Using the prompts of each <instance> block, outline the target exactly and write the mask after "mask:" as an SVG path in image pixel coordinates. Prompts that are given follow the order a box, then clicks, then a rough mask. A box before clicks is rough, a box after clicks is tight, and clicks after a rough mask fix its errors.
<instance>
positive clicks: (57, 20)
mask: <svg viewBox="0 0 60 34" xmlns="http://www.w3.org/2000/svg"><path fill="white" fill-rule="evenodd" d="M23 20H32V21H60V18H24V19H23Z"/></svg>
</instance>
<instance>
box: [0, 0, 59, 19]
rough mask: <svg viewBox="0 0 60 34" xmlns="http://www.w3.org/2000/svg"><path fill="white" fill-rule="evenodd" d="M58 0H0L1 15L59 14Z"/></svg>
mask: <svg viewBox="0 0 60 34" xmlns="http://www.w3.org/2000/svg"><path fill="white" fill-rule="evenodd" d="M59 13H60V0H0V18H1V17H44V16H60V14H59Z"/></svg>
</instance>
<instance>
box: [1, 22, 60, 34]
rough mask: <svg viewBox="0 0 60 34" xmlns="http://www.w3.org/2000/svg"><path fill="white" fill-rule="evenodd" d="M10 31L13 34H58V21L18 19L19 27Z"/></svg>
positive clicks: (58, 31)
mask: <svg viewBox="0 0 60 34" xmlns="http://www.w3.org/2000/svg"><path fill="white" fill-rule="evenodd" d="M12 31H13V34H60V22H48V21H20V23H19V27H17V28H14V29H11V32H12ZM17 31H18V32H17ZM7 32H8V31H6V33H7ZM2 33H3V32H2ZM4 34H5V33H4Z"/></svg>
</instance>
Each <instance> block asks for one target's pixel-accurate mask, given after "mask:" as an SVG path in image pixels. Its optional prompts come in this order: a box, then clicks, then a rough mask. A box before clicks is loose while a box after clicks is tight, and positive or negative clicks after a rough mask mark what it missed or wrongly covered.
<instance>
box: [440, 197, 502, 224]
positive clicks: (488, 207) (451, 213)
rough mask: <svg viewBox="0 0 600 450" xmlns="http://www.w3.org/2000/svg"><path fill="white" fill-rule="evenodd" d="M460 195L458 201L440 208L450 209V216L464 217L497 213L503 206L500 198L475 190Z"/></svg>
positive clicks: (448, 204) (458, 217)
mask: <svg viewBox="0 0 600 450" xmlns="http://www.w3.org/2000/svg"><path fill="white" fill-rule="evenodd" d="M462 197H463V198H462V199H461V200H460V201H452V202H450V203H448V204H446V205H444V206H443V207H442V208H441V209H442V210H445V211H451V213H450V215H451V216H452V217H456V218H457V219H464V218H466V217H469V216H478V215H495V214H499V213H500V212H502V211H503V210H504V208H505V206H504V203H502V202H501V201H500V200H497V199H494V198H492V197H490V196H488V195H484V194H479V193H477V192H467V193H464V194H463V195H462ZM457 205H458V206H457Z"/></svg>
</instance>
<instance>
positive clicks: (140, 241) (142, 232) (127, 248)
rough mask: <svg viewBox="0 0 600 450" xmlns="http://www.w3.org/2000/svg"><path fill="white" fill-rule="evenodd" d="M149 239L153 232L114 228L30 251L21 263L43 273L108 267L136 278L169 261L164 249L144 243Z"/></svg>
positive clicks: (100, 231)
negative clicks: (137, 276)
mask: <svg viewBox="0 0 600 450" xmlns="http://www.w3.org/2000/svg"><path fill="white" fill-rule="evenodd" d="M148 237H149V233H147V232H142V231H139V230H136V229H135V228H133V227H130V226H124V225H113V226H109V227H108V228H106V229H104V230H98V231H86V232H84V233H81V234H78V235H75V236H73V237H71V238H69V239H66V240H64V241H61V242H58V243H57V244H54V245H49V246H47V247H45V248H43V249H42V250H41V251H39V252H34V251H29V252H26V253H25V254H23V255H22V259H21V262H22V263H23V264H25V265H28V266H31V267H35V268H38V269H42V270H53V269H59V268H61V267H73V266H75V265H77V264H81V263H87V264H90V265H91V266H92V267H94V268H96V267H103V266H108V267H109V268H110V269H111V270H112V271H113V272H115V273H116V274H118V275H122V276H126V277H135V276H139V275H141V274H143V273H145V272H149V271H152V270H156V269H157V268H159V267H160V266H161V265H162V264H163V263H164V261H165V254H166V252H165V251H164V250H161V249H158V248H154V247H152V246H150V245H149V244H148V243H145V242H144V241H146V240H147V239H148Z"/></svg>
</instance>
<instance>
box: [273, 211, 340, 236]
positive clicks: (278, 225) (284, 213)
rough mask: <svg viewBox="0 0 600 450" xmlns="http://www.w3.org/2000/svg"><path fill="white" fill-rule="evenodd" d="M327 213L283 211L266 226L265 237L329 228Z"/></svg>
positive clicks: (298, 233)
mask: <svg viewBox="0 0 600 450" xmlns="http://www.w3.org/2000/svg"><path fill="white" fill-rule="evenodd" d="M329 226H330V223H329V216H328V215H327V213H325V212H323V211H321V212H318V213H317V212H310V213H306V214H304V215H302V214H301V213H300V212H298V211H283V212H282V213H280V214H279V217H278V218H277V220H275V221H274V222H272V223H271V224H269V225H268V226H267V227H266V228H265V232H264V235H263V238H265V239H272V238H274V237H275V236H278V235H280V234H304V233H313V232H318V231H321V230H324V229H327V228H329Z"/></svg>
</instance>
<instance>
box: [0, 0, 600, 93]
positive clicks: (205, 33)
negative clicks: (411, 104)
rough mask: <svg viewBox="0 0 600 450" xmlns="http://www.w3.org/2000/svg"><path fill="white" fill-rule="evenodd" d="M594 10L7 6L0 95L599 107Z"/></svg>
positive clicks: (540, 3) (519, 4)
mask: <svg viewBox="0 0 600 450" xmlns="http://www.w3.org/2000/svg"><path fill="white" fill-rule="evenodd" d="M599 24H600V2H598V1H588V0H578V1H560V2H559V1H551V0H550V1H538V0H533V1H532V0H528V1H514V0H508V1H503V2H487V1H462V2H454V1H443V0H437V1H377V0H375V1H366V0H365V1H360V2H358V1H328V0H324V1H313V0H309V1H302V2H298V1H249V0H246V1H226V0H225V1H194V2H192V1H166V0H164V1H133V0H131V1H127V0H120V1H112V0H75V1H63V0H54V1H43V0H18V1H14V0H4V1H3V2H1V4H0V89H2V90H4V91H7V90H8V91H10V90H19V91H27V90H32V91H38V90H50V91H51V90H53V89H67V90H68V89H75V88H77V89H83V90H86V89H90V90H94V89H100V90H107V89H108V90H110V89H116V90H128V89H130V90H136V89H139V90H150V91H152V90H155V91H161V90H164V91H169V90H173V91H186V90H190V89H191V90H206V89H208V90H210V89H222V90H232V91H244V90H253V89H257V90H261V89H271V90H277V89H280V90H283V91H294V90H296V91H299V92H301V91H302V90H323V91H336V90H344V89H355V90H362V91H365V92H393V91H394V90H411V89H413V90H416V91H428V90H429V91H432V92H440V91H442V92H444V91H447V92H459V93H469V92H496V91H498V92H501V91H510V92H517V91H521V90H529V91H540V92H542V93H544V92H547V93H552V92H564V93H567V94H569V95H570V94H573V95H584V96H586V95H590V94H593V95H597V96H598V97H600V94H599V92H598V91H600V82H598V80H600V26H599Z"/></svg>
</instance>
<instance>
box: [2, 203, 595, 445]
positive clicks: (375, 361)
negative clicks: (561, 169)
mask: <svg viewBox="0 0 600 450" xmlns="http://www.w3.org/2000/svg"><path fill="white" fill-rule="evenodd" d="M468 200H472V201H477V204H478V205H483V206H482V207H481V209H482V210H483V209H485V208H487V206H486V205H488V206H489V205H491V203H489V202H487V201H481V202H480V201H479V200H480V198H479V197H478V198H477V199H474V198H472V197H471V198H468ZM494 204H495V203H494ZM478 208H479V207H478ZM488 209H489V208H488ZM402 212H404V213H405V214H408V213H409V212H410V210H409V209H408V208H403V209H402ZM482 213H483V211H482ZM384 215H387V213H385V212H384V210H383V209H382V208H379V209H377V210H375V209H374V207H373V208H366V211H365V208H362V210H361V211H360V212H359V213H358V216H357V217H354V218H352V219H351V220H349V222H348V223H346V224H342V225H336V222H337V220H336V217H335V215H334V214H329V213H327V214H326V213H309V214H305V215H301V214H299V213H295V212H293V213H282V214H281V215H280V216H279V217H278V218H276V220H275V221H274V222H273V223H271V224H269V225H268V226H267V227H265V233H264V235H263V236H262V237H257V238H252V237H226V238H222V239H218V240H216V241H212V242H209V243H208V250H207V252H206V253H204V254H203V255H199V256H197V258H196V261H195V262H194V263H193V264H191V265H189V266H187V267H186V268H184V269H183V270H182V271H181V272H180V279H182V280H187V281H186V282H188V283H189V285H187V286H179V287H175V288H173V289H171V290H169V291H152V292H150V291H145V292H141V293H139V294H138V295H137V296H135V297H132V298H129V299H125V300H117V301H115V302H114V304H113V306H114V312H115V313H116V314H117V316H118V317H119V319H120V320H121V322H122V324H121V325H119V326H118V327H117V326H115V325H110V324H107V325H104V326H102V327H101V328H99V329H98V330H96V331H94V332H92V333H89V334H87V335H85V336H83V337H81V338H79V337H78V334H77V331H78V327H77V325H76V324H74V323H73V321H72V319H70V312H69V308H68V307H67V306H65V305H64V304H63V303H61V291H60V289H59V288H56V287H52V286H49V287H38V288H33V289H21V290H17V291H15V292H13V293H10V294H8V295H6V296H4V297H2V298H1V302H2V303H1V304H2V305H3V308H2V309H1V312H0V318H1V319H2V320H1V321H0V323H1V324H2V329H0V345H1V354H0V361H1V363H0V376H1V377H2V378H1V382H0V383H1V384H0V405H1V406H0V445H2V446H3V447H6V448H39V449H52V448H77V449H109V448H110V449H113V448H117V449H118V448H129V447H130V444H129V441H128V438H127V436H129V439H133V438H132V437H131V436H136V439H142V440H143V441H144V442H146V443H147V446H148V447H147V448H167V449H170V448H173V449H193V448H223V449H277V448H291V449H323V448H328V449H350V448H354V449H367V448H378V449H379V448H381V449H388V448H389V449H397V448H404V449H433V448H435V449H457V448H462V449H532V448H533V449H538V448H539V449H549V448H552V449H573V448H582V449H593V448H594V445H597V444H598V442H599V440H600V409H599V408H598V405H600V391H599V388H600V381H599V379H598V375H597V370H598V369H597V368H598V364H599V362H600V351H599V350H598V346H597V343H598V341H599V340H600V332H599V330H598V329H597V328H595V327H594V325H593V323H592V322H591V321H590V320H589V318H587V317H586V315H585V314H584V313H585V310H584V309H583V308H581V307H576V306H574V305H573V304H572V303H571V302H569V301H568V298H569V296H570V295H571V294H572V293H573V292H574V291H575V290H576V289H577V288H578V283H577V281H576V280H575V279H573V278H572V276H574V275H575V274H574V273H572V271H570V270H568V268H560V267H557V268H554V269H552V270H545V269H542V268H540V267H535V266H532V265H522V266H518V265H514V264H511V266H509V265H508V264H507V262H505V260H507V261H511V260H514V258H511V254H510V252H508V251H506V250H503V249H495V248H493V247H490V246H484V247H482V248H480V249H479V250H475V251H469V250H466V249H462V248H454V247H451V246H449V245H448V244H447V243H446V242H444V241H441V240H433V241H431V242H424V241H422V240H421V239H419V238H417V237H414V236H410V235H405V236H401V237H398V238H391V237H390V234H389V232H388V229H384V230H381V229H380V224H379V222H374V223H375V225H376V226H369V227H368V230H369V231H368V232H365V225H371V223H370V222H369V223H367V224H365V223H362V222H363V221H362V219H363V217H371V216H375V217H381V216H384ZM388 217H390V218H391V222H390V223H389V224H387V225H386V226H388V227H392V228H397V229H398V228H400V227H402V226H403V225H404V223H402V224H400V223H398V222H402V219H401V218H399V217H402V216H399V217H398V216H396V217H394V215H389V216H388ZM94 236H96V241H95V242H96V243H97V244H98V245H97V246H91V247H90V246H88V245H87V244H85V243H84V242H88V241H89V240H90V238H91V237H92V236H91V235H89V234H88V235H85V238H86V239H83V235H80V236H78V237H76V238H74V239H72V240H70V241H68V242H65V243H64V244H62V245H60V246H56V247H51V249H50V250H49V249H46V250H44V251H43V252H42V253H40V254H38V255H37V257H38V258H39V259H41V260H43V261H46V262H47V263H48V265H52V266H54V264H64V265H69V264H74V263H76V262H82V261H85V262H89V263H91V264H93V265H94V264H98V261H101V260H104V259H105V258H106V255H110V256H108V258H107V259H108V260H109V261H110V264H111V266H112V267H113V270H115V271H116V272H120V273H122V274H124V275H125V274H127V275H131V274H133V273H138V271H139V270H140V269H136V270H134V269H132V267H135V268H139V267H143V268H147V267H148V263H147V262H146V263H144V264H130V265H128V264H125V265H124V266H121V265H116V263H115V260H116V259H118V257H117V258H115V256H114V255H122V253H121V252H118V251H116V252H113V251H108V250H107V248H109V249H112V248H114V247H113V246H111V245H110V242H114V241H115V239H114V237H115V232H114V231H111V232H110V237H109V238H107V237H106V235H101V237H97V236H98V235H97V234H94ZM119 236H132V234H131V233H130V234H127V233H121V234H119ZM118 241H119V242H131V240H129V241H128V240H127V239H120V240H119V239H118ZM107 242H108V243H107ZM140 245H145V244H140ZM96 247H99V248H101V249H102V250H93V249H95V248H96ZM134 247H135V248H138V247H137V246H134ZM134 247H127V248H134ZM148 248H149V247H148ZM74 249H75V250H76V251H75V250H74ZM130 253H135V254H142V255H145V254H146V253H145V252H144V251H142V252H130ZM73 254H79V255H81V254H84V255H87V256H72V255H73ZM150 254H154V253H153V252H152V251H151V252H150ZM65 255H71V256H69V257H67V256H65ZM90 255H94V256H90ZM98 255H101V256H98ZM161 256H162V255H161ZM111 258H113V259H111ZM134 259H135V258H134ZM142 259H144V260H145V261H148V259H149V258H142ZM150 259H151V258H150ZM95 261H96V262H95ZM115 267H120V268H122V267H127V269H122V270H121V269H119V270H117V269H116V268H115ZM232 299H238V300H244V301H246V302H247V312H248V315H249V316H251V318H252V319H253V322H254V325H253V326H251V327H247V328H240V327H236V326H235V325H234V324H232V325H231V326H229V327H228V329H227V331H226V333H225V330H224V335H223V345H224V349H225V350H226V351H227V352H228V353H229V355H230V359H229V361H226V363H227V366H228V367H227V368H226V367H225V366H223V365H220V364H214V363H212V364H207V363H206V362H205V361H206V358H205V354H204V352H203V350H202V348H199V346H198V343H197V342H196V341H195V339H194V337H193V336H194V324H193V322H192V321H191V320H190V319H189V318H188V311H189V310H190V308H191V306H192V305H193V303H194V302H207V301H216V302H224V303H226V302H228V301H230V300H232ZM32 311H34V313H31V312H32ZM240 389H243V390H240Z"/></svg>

TASK OBJECTIVE:
Which lines in the listing above contain the string "negative"? List each of those lines in full, treating uppercase and lowercase as different.

RESPONSE BELOW:
Each <instance> block asks for one target's pixel-accurate mask, given after "mask:" as an SVG path in image pixels. Its optional prompts come in this order: a box, then clicks, then a rough mask. A box before clicks is loose while a box after clicks is tight, and positive or negative clicks after a rough mask mark what it missed or wrongly covered.
negative clicks: (137, 276)
negative clicks: (411, 104)
negative clicks: (561, 169)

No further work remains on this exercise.